> _ACTIVITY LIST_:
[1] According to the passage on port radiation alarms, about how many radiation alarms sound each day at the Long Beach and Los Angeles ports?
[2] Print everything in the passage on port radiation alarms from "After 10 minutes, the" down to "the nation's defenses.".
[3] Shorten the paragraph of the passage on port radiation alarms that begins "After 10 minutes, the mystery was solved," keeping its main facts.

> _PASSAGE TO READ_:
# # #
Neilson picked up a microphone and ordered over a loud speaker "pop the can," meaning officers would use a 4-foot bolt cutter to open the container. They brought out a hand-held isotope scanner to pinpoint the source of the radiation.

After 10 minutes, the mystery was solved. Once again, it was not a nuclear bomb being smuggled by terrorists. Instead, it was big-rig driver Francisco Villalpando of Gardena, having received a dose of medical radiation 10 days earlier, who was lighting up monitors from his driver's seat. "I've been setting off radiation alarms all over the port," he grumbled.

The system worked just the way it was designed that morning, but the incident also provided a glimpse into the difficulties customs agents have on the front line against nuclear smuggling.

Every day, about 500 radiation alarms sound at the Long Beach and Los Angeles ports, a nuisance that is growing as the federal government ratchets up the nation's defenses.

Over the past year, customs officers have begun scanning every container that enters the United States for traces of radioactivity.

Not satisfied with that, the Bush administration has embarked on a far-reaching technological effort to achieve a nearly leakproof barrier.
# # #
> _LISTED ENTRIES_:
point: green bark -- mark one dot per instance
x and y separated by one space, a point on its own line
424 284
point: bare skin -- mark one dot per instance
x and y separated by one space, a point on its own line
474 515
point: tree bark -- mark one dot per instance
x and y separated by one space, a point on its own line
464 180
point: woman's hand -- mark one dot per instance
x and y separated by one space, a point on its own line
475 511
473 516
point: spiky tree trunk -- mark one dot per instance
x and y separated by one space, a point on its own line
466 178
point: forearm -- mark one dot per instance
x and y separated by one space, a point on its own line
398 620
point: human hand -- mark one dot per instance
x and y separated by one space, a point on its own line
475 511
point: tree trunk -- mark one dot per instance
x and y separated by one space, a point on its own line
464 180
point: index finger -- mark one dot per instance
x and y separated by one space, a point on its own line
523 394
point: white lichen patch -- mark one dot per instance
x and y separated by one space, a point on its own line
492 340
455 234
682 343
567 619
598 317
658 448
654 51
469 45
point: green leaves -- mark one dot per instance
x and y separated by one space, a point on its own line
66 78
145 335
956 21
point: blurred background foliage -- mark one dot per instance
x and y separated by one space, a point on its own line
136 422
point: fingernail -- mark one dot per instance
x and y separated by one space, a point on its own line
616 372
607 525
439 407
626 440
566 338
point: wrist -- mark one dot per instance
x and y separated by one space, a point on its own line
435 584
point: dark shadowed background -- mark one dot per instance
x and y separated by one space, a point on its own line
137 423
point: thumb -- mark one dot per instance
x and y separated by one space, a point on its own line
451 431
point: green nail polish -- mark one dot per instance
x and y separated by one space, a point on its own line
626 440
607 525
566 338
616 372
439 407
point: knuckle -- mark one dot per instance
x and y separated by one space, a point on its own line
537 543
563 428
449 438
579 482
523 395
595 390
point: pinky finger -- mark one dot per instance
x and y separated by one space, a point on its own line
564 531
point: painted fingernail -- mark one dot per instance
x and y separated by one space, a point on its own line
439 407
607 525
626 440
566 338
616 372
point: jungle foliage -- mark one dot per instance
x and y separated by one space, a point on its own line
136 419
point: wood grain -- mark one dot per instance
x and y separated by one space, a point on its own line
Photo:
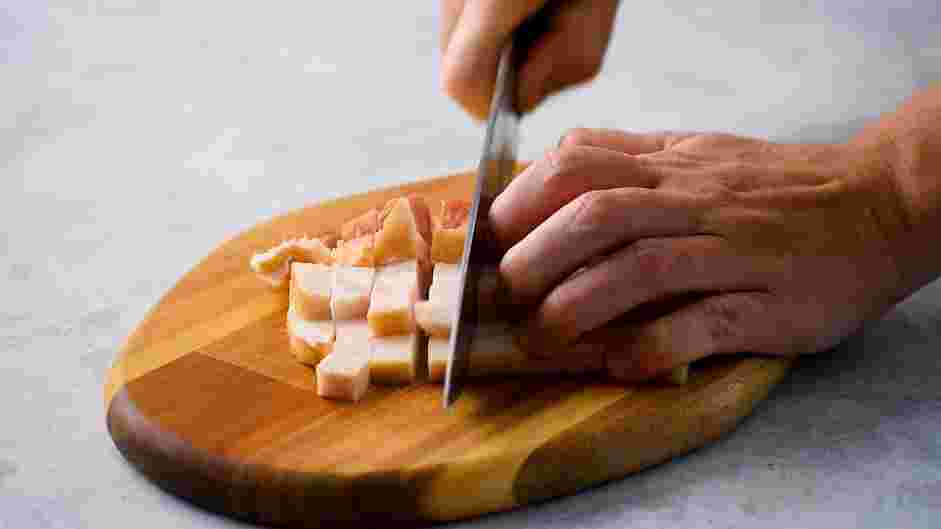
207 401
# # #
> _ANSWERS TO THE EXERCISES_:
[1] About 500.

[2]
After 10 minutes, the mystery was solved. Once again, it was not a nuclear bomb being smuggled by terrorists. Instead, it was big-rig driver Francisco Villalpando of Gardena, having received a dose of medical radiation 10 days earlier, who was lighting up monitors from his driver's seat. "I've been setting off radiation alarms all over the port," he grumbled.

The system worked just the way it was designed that morning, but the incident also provided a glimpse into the difficulties customs agents have on the front line against nuclear smuggling.

Every day, about 500 radiation alarms sound at the Long Beach and Los Angeles ports, a nuisance that is growing as the federal government ratchets up the nation's defenses.

[3] Within 10 minutes the source was found: not a smuggled terrorist nuclear bomb, but big-rig driver Francisco Villalpando of Gardena, who had received medical radiation 10 days earlier and was setting off monitors from his driver's seat. He complained that he had been setting off radiation alarms all over the port.